** Opening RECORDED DATA block **

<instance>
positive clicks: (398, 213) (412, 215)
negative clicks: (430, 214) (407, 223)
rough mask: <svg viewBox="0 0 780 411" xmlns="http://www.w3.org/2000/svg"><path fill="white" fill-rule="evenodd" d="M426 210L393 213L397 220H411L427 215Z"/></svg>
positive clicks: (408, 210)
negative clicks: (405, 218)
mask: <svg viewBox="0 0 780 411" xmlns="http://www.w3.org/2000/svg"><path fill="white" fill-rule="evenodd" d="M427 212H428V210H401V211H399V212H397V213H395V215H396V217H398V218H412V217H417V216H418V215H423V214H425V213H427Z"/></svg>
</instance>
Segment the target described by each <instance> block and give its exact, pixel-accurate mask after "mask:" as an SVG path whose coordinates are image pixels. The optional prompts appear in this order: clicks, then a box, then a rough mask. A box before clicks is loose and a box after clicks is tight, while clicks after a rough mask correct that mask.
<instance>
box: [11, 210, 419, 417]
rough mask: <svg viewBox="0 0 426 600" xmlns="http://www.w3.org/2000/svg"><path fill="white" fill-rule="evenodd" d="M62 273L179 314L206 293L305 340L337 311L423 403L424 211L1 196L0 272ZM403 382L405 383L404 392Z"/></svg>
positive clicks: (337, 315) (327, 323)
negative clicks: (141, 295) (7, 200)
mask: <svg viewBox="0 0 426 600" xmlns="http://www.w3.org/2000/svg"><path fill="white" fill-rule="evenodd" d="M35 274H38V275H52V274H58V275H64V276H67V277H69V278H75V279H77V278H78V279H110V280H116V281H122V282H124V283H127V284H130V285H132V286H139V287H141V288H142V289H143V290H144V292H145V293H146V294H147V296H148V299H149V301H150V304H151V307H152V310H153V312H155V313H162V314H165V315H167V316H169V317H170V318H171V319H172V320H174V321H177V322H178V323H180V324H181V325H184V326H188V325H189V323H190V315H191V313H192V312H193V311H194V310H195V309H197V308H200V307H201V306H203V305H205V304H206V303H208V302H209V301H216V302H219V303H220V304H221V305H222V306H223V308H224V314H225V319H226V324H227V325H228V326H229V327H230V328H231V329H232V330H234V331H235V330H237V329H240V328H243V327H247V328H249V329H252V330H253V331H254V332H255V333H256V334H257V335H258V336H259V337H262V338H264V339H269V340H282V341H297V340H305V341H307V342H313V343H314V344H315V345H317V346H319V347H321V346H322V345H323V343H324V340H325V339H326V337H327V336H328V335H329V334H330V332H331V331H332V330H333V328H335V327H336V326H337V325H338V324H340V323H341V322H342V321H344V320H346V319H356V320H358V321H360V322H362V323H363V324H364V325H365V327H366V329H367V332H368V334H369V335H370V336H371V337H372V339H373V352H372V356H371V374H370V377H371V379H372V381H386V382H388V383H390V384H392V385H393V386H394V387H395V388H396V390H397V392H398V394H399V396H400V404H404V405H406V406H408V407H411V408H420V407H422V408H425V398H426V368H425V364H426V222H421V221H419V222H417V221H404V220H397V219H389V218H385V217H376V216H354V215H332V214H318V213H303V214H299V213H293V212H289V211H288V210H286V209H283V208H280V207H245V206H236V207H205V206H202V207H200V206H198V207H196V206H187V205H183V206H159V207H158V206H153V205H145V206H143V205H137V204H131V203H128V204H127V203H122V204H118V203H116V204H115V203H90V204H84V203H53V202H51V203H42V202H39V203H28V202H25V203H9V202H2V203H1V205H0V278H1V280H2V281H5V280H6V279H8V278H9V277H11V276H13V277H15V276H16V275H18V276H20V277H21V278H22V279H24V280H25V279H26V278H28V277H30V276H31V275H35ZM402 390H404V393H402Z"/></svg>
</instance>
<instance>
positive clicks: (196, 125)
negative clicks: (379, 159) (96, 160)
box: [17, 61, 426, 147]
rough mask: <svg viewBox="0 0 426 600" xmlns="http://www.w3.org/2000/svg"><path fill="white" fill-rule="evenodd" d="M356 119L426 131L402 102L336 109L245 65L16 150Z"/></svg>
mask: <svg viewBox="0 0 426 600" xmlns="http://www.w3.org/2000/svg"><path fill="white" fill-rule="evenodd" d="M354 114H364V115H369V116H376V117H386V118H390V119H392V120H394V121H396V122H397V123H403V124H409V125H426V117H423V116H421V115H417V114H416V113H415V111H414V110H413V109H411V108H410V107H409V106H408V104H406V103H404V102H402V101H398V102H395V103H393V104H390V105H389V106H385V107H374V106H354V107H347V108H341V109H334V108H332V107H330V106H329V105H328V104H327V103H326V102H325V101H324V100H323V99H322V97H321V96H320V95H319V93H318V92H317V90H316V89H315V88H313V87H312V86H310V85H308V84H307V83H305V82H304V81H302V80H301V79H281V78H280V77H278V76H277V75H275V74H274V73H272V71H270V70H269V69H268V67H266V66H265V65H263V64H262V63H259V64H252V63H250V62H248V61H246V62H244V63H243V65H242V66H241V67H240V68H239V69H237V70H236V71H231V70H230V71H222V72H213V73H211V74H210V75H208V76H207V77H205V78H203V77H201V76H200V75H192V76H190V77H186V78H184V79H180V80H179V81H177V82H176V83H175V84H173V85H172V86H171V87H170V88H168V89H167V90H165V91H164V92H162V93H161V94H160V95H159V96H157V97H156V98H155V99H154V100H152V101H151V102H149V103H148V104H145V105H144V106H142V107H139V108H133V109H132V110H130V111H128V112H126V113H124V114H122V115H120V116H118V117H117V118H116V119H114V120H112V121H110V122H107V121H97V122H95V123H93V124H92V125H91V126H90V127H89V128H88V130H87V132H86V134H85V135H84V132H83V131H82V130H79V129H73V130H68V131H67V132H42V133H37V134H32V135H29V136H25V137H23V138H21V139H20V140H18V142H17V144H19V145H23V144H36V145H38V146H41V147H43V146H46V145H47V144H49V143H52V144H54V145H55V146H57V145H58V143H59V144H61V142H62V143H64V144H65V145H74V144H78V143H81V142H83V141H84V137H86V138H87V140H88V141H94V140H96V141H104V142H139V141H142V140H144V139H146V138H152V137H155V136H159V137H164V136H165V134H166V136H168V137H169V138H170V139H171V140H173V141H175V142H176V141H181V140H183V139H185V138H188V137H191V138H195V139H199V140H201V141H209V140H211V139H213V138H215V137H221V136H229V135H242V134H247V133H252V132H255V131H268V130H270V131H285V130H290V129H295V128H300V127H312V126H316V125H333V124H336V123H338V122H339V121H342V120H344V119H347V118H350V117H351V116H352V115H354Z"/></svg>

** Closing RECORDED DATA block **

Present all of the items above as a JSON array of strings, with one string for each line and no entries for blank lines.

PROBLEM SOLUTION –
[
  "<instance>",
  "positive clicks: (398, 213) (412, 215)",
  "negative clicks: (430, 214) (407, 223)",
  "rough mask: <svg viewBox=\"0 0 780 411\" xmlns=\"http://www.w3.org/2000/svg\"><path fill=\"white\" fill-rule=\"evenodd\" d=\"M426 210L393 213L397 220H411L427 215Z\"/></svg>",
  "positive clicks: (408, 210)",
  "negative clicks: (405, 218)",
  "mask: <svg viewBox=\"0 0 780 411\" xmlns=\"http://www.w3.org/2000/svg\"><path fill=\"white\" fill-rule=\"evenodd\" d=\"M427 212H428V210H401V211H399V212H397V213H395V215H396V217H398V218H412V217H417V216H418V215H423V214H425V213H427Z\"/></svg>",
  "</instance>",
  "Segment the target described by each <instance> block and give its exact, pixel-accurate mask after \"mask:\" as an SVG path whose coordinates are image pixels. The optional prompts appear in this order: clicks, then a box, then a rough mask. A box before clicks is loose and a box after clicks is tight, while clicks after a rough mask correct that mask.",
  "<instance>",
  "box: [11, 210, 419, 417]",
  "rough mask: <svg viewBox=\"0 0 426 600\" xmlns=\"http://www.w3.org/2000/svg\"><path fill=\"white\" fill-rule=\"evenodd\" d=\"M62 273L179 314L206 293L305 340L337 311L423 403L424 211L1 196L0 272ZM403 382L405 383L404 392Z\"/></svg>",
  "positive clicks: (337, 315) (327, 323)",
  "negative clicks: (141, 295) (7, 200)",
  "mask: <svg viewBox=\"0 0 426 600\" xmlns=\"http://www.w3.org/2000/svg\"><path fill=\"white\" fill-rule=\"evenodd\" d=\"M35 274H38V275H52V274H58V275H64V276H67V277H69V278H75V279H77V278H78V279H110V280H116V281H122V282H124V283H127V284H130V285H132V286H139V287H141V288H142V289H143V290H144V292H145V293H146V294H147V296H148V299H149V301H150V304H151V307H152V310H153V312H155V313H162V314H165V315H167V316H169V317H170V318H171V319H172V320H174V321H177V322H178V323H180V324H181V325H184V326H188V325H189V323H190V315H191V313H192V312H193V311H194V310H195V309H197V308H200V307H201V306H203V305H205V304H206V303H208V302H209V301H216V302H219V303H220V304H221V305H222V306H223V308H224V314H225V319H226V324H227V325H228V326H229V327H230V328H231V329H232V330H234V331H235V330H237V329H240V328H243V327H247V328H249V329H252V330H253V331H254V332H255V333H256V334H257V335H258V336H259V337H262V338H264V339H269V340H282V341H297V340H305V341H307V342H313V343H314V344H315V345H317V346H319V347H321V346H322V345H323V343H324V340H325V339H326V337H327V336H328V335H329V334H330V332H331V331H332V330H333V328H335V327H336V326H337V325H338V324H340V323H341V322H342V321H344V320H346V319H356V320H358V321H360V322H362V323H363V324H364V325H365V327H366V329H367V332H368V334H369V335H370V336H371V337H372V339H373V352H372V356H371V374H370V377H371V379H372V381H386V382H388V383H390V384H392V385H393V386H394V387H395V388H396V390H397V392H398V394H399V396H400V404H404V405H406V406H408V407H411V408H420V407H422V408H425V398H426V368H425V364H426V222H421V221H419V222H417V221H404V220H397V219H389V218H385V217H376V216H354V215H332V214H318V213H303V214H299V213H293V212H289V211H288V210H286V209H283V208H280V207H245V206H236V207H205V206H202V207H200V206H198V207H196V206H187V205H183V206H159V207H158V206H153V205H145V206H143V205H137V204H131V203H128V204H127V203H122V204H118V203H116V204H115V203H90V204H84V203H53V202H51V203H42V202H39V203H28V202H25V203H9V202H2V203H1V205H0V278H1V280H2V281H5V280H6V279H8V278H9V277H11V276H13V277H15V276H16V275H18V276H20V277H21V278H22V279H24V280H25V279H26V278H28V277H30V276H31V275H35ZM402 390H404V393H402Z\"/></svg>",
  "</instance>",
  "<instance>",
  "positive clicks: (196, 125)",
  "negative clicks: (379, 159) (96, 160)",
  "box: [17, 61, 426, 147]",
  "rough mask: <svg viewBox=\"0 0 426 600\" xmlns=\"http://www.w3.org/2000/svg\"><path fill=\"white\" fill-rule=\"evenodd\" d=\"M356 119L426 131L402 102L336 109L245 65L16 150Z\"/></svg>",
  "mask: <svg viewBox=\"0 0 426 600\" xmlns=\"http://www.w3.org/2000/svg\"><path fill=\"white\" fill-rule=\"evenodd\" d=\"M354 114H364V115H369V116H376V117H386V118H390V119H392V120H394V121H396V122H397V123H403V124H409V125H426V117H423V116H421V115H417V114H416V113H415V111H414V110H413V109H411V108H410V107H409V106H408V104H406V103H404V102H402V101H398V102H395V103H393V104H390V105H389V106H385V107H374V106H354V107H347V108H341V109H334V108H332V107H330V106H329V105H328V104H327V103H326V102H325V101H324V100H323V99H322V97H321V96H320V95H319V93H318V92H317V90H316V89H315V88H313V87H312V86H310V85H308V84H307V83H305V82H304V81H302V80H301V79H281V78H280V77H278V76H277V75H275V74H274V73H272V71H270V70H269V69H268V67H266V66H265V65H263V64H262V63H259V64H252V63H250V62H248V61H246V62H244V63H243V65H242V66H241V67H240V68H239V69H237V70H236V71H231V70H230V71H222V72H213V73H211V74H210V75H208V76H207V77H205V78H203V77H201V76H200V75H192V76H190V77H186V78H184V79H180V80H179V81H177V82H176V83H175V84H173V85H172V86H171V87H170V88H168V89H167V90H165V91H164V92H162V93H161V94H160V95H159V96H157V97H156V98H155V99H154V100H152V101H151V102H149V103H148V104H145V105H144V106H142V107H139V108H133V109H132V110H130V111H128V112H126V113H124V114H122V115H120V116H118V117H117V118H116V119H114V120H112V121H110V122H107V121H97V122H95V123H93V124H92V125H91V126H90V127H89V128H88V130H87V132H86V134H85V135H84V132H83V131H82V130H79V129H73V130H68V131H67V132H42V133H37V134H32V135H29V136H25V137H23V138H21V139H20V140H18V142H17V144H19V145H23V144H36V145H38V146H41V147H43V146H46V145H47V144H49V143H52V144H54V145H55V146H57V145H58V143H59V144H61V142H62V143H64V144H65V145H74V144H78V143H81V142H83V141H84V137H86V138H87V140H88V141H94V140H96V141H104V142H139V141H142V140H144V139H146V138H152V137H155V136H159V137H164V136H165V134H166V136H168V137H169V138H170V139H171V140H173V141H175V142H176V141H181V140H183V139H185V138H188V137H191V138H195V139H199V140H201V141H209V140H211V139H213V138H215V137H221V136H229V135H242V134H247V133H252V132H255V131H268V130H270V131H285V130H290V129H295V128H300V127H312V126H316V125H333V124H336V123H338V122H339V121H342V120H344V119H347V118H350V117H351V116H352V115H354Z\"/></svg>"
]